● What is expected: From the entries below, copy out every line with "shadowed" in it.

BEGIN Exercise data

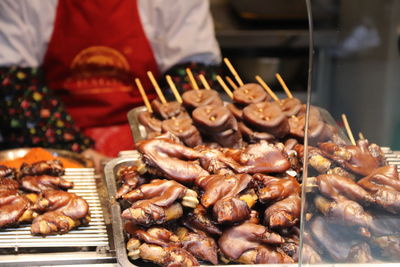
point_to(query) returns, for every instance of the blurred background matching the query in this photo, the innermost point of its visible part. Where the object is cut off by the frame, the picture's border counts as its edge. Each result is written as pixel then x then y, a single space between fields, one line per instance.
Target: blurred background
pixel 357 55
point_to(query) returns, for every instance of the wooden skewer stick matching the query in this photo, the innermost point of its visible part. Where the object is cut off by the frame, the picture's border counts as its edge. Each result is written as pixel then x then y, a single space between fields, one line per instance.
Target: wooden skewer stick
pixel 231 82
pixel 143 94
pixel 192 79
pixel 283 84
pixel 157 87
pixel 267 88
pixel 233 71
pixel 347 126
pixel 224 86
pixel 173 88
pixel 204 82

END Exercise data
BEGIN Exercise data

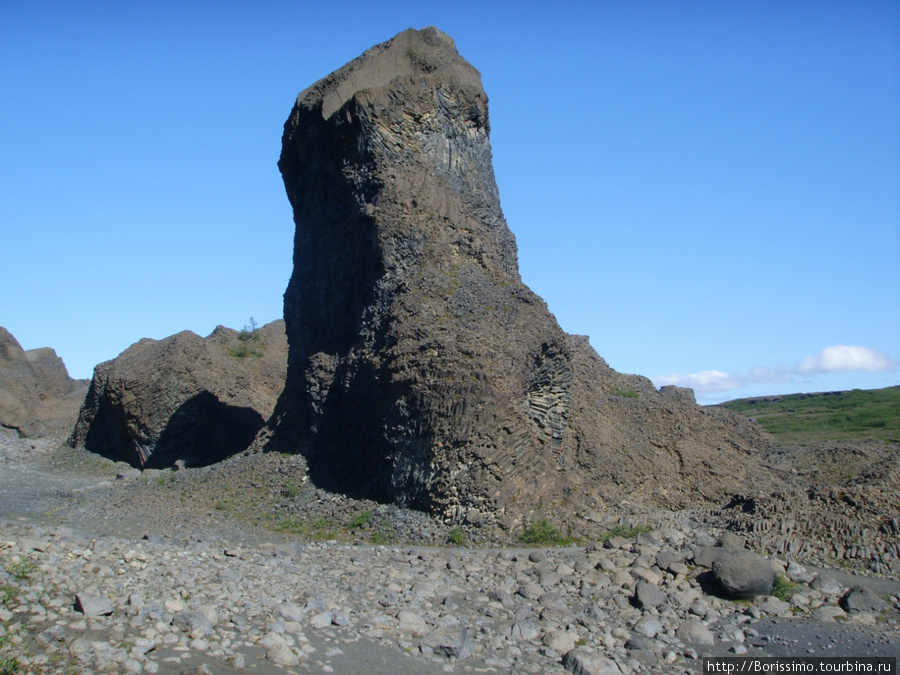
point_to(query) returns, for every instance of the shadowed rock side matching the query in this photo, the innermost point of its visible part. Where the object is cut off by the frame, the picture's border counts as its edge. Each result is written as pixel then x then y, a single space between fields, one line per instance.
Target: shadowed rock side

END Exercise data

● Your solution:
point_to(query) returns, for every instance of the shadowed rock side matching the query in this photo, the innermost point of its visible part. Where the object is cut off by the frame, the picture's border counts as its edge. Each result is written as pixel then x then y, a single space between fields, one line per instance.
Target: shadowed rock side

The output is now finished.